* Task details
Lay out every line of the material below as a JSON list of strings, one string per line, leaving out blank lines.

┄┄┄┄┄┄┄┄┄┄

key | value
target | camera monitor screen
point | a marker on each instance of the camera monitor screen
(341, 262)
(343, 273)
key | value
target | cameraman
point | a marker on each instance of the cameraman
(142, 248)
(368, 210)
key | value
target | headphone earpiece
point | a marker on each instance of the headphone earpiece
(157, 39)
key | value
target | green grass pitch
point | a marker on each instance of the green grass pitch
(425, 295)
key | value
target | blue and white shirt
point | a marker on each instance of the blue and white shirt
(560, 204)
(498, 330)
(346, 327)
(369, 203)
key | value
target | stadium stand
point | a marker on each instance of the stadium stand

┄┄┄┄┄┄┄┄┄┄

* Final result
[
  "key | value",
  "target | camera monitor screen",
  "point | a marker on each instance of the camera monitor screen",
  "(341, 262)",
  "(343, 273)",
  "key | value",
  "target | cameraman",
  "point | a marker on each instance of the cameraman",
  "(142, 248)",
  "(368, 210)",
  "key | value",
  "target | headphone earpiece",
  "point | a marker on each instance of the headphone earpiece",
  "(157, 39)",
  "key | value",
  "target | green grass pitch",
  "point | a marker on each instance of the green grass pitch",
  "(425, 295)",
  "key | value",
  "target | blue and white shirt",
  "point | a marker on each instance of the blue and white shirt",
  "(560, 204)",
  "(498, 330)",
  "(346, 327)",
  "(369, 203)",
  "key | value",
  "target | stadium stand",
  "point | a marker on each instance of the stadium stand"
]